## DIRECTIVES
(a) In the passage on Phoenix's pollution recommendations, what is the total cost of implementing all four recommendations?
(b) Please carry on the passage on Phoenix's pollution recommendations from its final sentence.

## SELECTED PASSAGE
=====

The recommendations that Phoenix’s city council should consider implementing in order to solve the pollution problem are, to encourage the city dwellers to utilize alternative transportation methods as opposed to vehicles, promote the use of fuel-efficient cars, establish green spaces or urban forestry, and improve roads. The costs to be incurred in implementation of these recommendations are US$4.4, 3.3, 4.2, and 4.7 million for the aforementioned recommendations respectively. This will total to US$ 16.6 million. The selection criteria applied in selection of the aforementioned recommendations is popularity of the recommendation in terms of the mass acceptance, its ability to reduce pollution, and the economic implication of the recommendation (cost incurred to implement the recommendation). The total cost of implementing the recommendations is within the budget constraint of US$ 18 million, thus making it economically feasible.

=====

## EXCERPTED RECORDS
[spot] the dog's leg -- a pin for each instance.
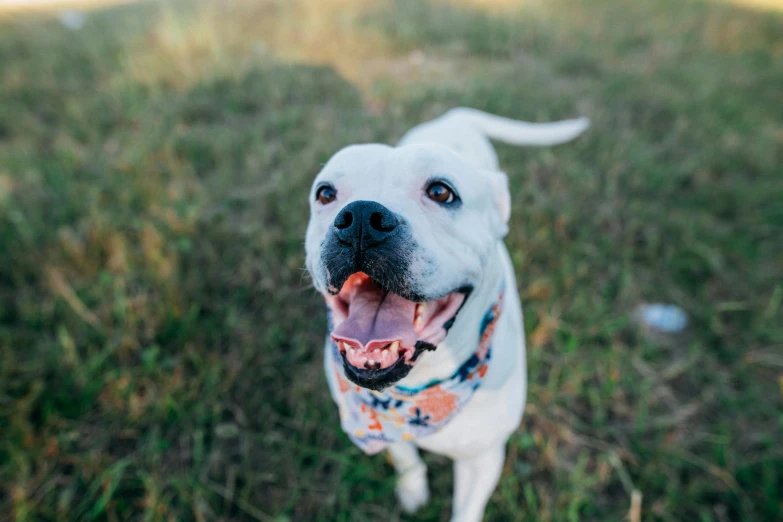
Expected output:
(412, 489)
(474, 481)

=====

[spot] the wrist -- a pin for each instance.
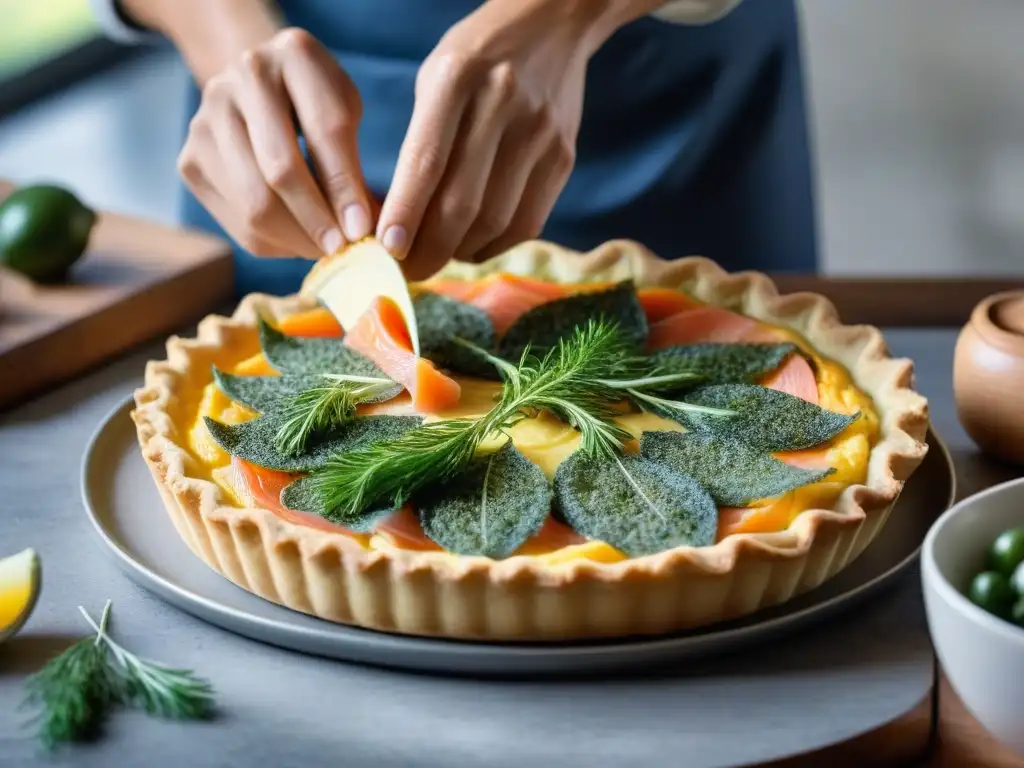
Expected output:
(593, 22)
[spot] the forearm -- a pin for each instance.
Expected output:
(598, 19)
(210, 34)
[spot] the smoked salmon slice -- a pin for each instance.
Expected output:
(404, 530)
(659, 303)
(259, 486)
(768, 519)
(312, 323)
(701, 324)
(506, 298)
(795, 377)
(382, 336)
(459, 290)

=====

## EXERCISE RESPONSES
(a) US$16.6 million.

(b)
Studies indicate that motor vehicles are one of the largest sources of pollution in the urban areas due to their emission of carbon dioxide (Reducing Pollution in General, 2011). The recommendation to encourage members of the public to use alternative means of transportation can result into less driving. By driving less, and utilizing others modes of transport such as walking and bicycles, the amount of carbon emission in the air can be drastically reduced, hence increasing the quality of air in the city. Similarly, by promoting use of fuel-efficient vehicles, the amount of carbon emission from every vehicle can be reduced by 50 percent, hence reducing the total carbon emission by 50 percent (Reducing Pollution in General, 2011). This is a feasible recommendation, because owners of motor vehicles can easily sell their SUVs vehicles and purchase vehicles, which consume less fuel, thus causing the less pollution.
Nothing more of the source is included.